Corporate values online: show, don’t tell

Company values pages are home to some of the worst clichés on the corporate web. They can often seem an afterthought, rather than an opportunity to showcase what is unique about a company’s culture and turn it into a selling point. In the spirit of ‘showing’, Jason Sumner shares a few examples, good and bad.
 

‘Show, don’t tell’ is a longstanding principle in creative writing. Authors, so the advice goes, should illuminate setting and character through action and dialogue, and avoid vague summarising or heavy-handed explanations directing readers how to feel about the story.

The same principle applies to company ‘values’ on corporate websites. In fact, the problem with many of these pages can often be boiled down to ‘too much telling and not enough showing’.

The bad
 

Danaher: Bullet points and clichés

Danaher’s ‘Shared Purpose and Core Values’ page not only ‘tells’ the values of the US industrial healthcare conglomerate via well-worn corporate clichés; it puts them in a list of bullet points, a sure-fire killer of originality. The video at the top of the page could have worked well, but in Danaher’s case, it is just as vague as the rest of the page.

 Danaher's 'Shared Purpose and Core Values' page

Danaher's 'Shared Purpose and Core Values' page

Shire: Ideals without evidence

The ‘Our Culture’ page on Irish pharmaceuticals group Shire’s corporate website  does not use bullet points, but its approach, one dense paragraph, is equally dry. It includes statements such as: ‘Our patient and customer focused culture encourages employees to embrace innovation and challenge the status quo’; ‘honesty and transparency are inherent in all that we do’; ‘we foster an environment where leaders are positive, accountable, results driven and great people managers’, etc.

These are all noble ideals, and Shire’s employees may well know many examples of how the company puts them into practice. Most visitors to the website, however, will need to take these statements on trust. At a time when institutions, and especially large corporations, are under scrutiny, it is risky to make statements without any evidence to back them up.

 Shire's 'Our Culture' page

Shire's 'Our Culture' page

The good
 

Barclays: Videos lend believability

In practice, digital teams may have some input on the company values, but little power to change them once they are agreed. That may even involve a directive from above to put them on the site ‘as written’, even if that means a bulleted list.

Barclays, the UK financial services firm, manages to augment the conventional bullet points on its ‘Purpose and Values’ page with a number of relevant and carefully crafted videos, showing ‘values’ in action. The employee profiles are most effective, with members of staff explaining how they apply the values in their work and everyday lives.

One drawback – the videos could be better signposted; they are at the bottom of the page in a tabbed menu, where they are more likely to be missed.

 Barclays 'values' videos

Barclays 'values' videos

Total: Embedding links and videos

French energy giant Total bolsters its values page, ‘Five strong values embedded in our DNA’,  with embedded videos and links to resources around the site. For example, there is a short film about how an employee in Kenya rose through the ranks to illustrate Total’s ‘stand together’ team spirit.

 An embedded video on Total’s values page

An embedded video on Total’s values page

Google: Linking stories to values

Google’s recently redesigned ‘corporate’ home page has an ‘Our values in action’ section, with a horizontally scrolling list of graphic-panel links to relevant stories housed across its sprawling web estate.

For companies with a library of stories, it could be useful to think whether they illustrate the company’s values in any way and, if so, link to them from the relevant page.

- Given data -
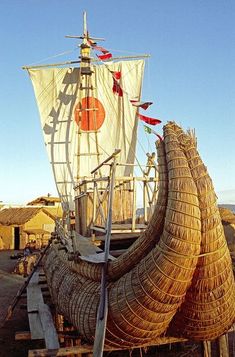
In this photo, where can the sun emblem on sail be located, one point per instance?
(89, 114)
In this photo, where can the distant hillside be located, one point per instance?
(228, 206)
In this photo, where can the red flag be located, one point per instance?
(151, 121)
(101, 49)
(97, 48)
(143, 105)
(117, 88)
(116, 75)
(105, 57)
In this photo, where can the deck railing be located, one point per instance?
(129, 192)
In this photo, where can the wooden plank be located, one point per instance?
(84, 246)
(22, 335)
(50, 334)
(34, 297)
(68, 351)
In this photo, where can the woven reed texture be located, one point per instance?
(144, 300)
(209, 307)
(183, 278)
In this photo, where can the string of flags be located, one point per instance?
(149, 130)
(117, 89)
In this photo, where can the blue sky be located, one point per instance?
(190, 76)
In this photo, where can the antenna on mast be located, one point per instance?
(85, 32)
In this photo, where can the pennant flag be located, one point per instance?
(116, 75)
(148, 120)
(151, 131)
(117, 88)
(138, 104)
(105, 56)
(97, 48)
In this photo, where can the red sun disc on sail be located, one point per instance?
(89, 114)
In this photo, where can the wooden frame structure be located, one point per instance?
(93, 195)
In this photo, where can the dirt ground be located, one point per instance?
(9, 285)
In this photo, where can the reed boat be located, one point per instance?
(175, 275)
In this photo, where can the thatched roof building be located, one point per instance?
(17, 216)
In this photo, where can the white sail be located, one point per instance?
(83, 120)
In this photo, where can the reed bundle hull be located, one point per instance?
(177, 277)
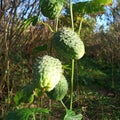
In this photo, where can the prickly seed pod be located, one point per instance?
(68, 43)
(47, 72)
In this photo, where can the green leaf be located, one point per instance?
(39, 49)
(32, 20)
(70, 115)
(25, 95)
(103, 2)
(91, 7)
(24, 114)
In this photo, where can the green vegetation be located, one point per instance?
(58, 68)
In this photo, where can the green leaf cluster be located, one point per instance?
(25, 113)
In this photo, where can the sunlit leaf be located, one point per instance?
(25, 113)
(70, 115)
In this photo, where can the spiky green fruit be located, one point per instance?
(68, 43)
(60, 90)
(47, 72)
(51, 8)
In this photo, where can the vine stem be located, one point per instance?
(72, 74)
(63, 105)
(71, 14)
(80, 26)
(71, 87)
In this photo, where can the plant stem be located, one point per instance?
(63, 105)
(34, 117)
(71, 14)
(71, 89)
(80, 26)
(56, 24)
(72, 74)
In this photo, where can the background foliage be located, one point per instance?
(97, 74)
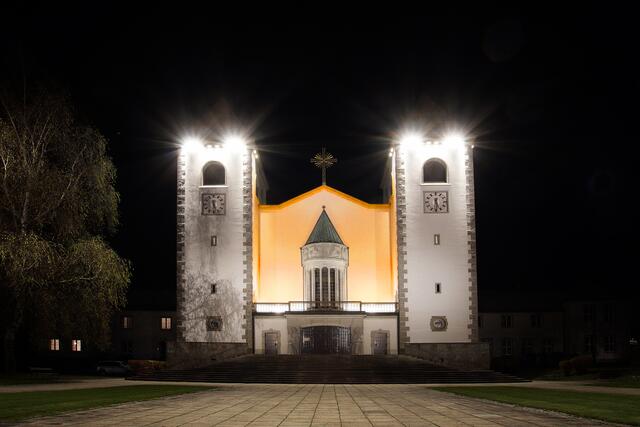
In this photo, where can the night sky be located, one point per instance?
(549, 99)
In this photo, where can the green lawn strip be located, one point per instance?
(613, 408)
(18, 406)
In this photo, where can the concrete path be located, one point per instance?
(304, 405)
(117, 382)
(560, 385)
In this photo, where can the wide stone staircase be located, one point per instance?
(327, 369)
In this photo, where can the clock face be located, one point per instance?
(213, 204)
(438, 323)
(436, 201)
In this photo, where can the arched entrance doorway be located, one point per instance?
(326, 340)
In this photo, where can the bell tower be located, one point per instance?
(214, 252)
(435, 218)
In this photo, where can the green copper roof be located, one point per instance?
(324, 231)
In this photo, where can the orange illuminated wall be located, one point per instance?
(365, 228)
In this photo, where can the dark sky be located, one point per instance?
(549, 97)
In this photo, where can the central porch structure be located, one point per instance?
(326, 322)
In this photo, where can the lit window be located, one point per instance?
(608, 313)
(506, 321)
(527, 346)
(165, 323)
(589, 313)
(213, 174)
(547, 346)
(490, 342)
(507, 346)
(610, 344)
(536, 320)
(434, 170)
(588, 344)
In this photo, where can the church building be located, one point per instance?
(325, 272)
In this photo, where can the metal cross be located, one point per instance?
(324, 160)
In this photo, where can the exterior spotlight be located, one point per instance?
(191, 144)
(411, 139)
(453, 140)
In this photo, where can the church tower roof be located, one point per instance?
(324, 231)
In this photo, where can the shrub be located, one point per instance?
(581, 364)
(566, 367)
(138, 366)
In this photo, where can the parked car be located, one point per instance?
(113, 367)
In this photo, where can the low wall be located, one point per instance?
(464, 356)
(187, 355)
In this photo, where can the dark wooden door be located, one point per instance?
(271, 343)
(379, 343)
(326, 340)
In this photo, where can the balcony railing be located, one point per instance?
(338, 306)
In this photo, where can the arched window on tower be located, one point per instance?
(434, 170)
(213, 174)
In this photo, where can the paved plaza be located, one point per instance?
(304, 405)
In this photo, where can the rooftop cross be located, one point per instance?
(324, 160)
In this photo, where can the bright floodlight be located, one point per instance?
(191, 144)
(234, 141)
(411, 139)
(453, 140)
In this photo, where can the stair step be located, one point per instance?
(326, 369)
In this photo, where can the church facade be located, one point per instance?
(325, 272)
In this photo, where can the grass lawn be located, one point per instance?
(18, 406)
(613, 408)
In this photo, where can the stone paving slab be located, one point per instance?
(315, 405)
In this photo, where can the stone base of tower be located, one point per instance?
(189, 355)
(465, 356)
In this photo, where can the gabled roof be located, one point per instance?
(324, 231)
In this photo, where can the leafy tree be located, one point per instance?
(58, 275)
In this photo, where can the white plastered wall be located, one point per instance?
(428, 264)
(221, 264)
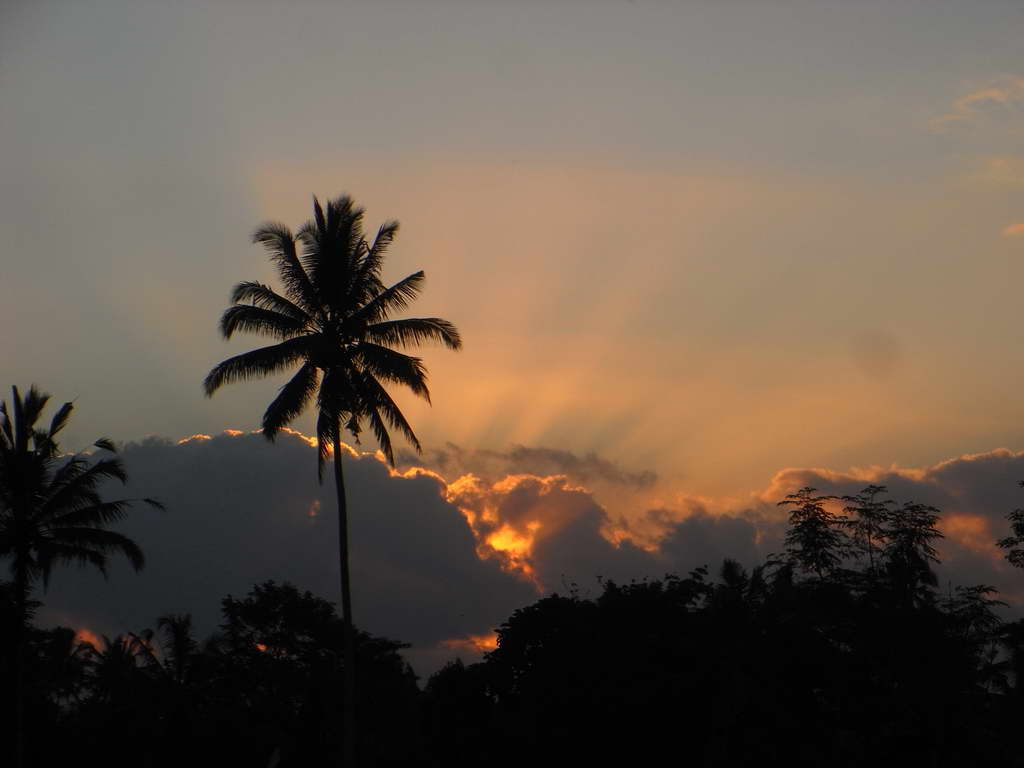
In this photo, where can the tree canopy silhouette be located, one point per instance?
(51, 511)
(334, 321)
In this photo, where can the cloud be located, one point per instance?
(440, 560)
(975, 492)
(1004, 170)
(588, 469)
(998, 99)
(242, 510)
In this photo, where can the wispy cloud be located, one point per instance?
(1001, 97)
(1003, 170)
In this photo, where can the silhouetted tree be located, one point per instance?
(815, 541)
(334, 322)
(51, 511)
(909, 554)
(868, 523)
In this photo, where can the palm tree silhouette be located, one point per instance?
(50, 508)
(334, 322)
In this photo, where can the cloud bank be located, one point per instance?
(440, 556)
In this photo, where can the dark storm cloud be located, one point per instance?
(974, 494)
(242, 510)
(454, 460)
(427, 567)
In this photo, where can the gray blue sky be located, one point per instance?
(710, 241)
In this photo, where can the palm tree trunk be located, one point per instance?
(348, 649)
(22, 596)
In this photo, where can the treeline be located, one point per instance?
(842, 650)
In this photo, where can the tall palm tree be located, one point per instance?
(51, 510)
(334, 322)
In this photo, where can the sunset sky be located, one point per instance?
(696, 244)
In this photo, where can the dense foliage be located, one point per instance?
(840, 650)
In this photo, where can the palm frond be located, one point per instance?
(59, 420)
(6, 427)
(382, 402)
(93, 515)
(81, 543)
(411, 332)
(291, 400)
(280, 243)
(267, 298)
(396, 297)
(105, 443)
(393, 367)
(257, 363)
(259, 321)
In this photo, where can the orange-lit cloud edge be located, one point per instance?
(509, 516)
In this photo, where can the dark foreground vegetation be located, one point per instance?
(842, 651)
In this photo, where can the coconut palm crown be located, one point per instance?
(51, 510)
(334, 322)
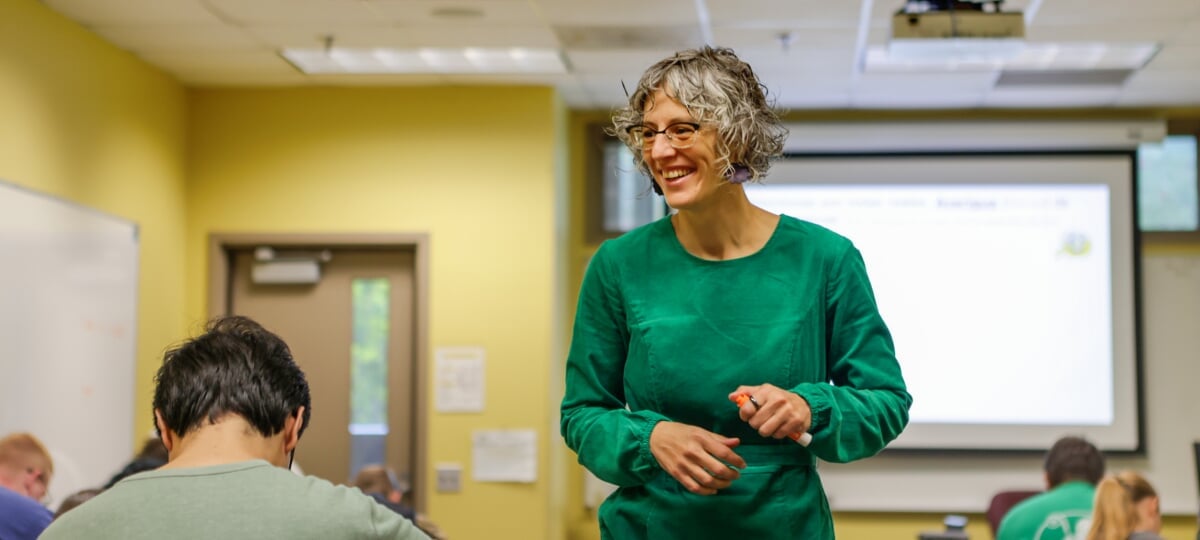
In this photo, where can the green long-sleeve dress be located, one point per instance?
(663, 335)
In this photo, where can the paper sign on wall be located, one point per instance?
(504, 455)
(459, 379)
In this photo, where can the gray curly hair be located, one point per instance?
(718, 89)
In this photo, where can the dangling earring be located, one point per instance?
(738, 174)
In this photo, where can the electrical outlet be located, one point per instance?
(449, 477)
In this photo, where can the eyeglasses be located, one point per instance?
(679, 135)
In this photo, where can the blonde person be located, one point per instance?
(718, 304)
(25, 469)
(1126, 509)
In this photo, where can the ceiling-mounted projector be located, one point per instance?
(949, 19)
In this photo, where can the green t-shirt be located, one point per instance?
(250, 499)
(1061, 514)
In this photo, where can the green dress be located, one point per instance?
(663, 335)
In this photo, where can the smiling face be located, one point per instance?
(689, 177)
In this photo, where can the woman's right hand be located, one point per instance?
(703, 462)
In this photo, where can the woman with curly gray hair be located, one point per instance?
(723, 301)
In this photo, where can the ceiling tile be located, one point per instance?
(783, 40)
(345, 35)
(459, 12)
(1176, 57)
(175, 36)
(96, 12)
(245, 12)
(618, 12)
(803, 13)
(948, 100)
(1056, 97)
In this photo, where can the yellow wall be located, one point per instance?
(474, 168)
(83, 120)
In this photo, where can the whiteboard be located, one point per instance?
(67, 324)
(949, 483)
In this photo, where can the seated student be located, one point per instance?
(25, 469)
(231, 407)
(1072, 468)
(382, 485)
(1126, 509)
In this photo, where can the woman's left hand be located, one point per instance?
(773, 411)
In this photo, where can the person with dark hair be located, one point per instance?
(382, 484)
(151, 456)
(1126, 509)
(25, 471)
(76, 499)
(231, 407)
(723, 301)
(1073, 466)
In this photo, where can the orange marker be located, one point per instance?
(802, 438)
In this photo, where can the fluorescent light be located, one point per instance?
(426, 60)
(969, 54)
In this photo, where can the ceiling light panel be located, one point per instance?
(277, 12)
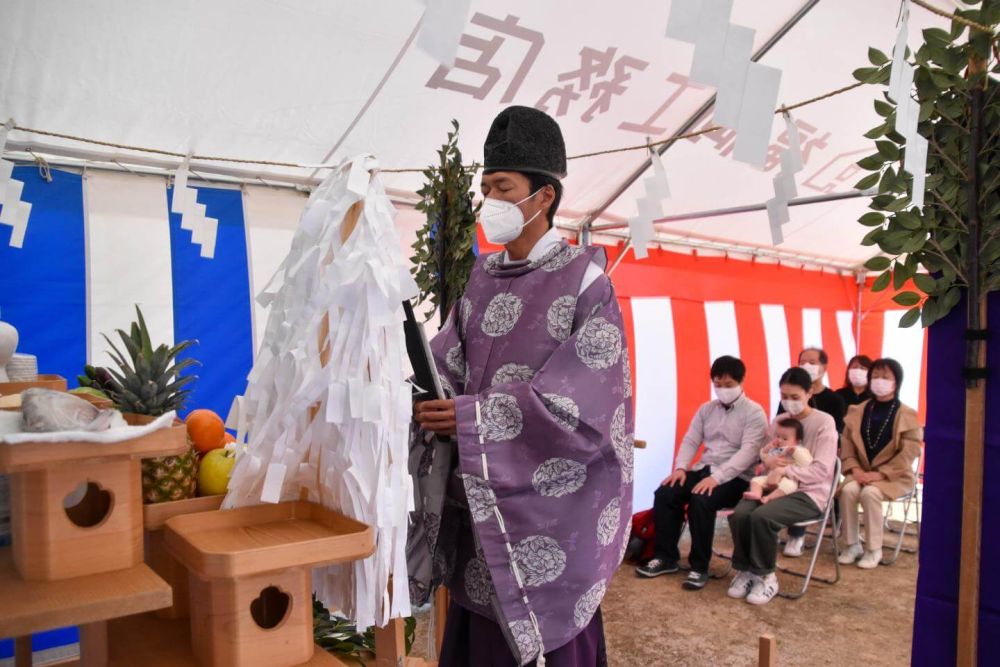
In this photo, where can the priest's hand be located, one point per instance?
(676, 477)
(705, 486)
(436, 416)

- What needs to be done -
Retype the passage from the corporate values text between "In practice, digital" and "a bulleted list.", inclusive.

- Your response -
In practice, digital teams may have some input on the company values, but little power to change them once they are agreed. That may even involve a directive from above to put them on the site ‘as written’, even if that means a bulleted list.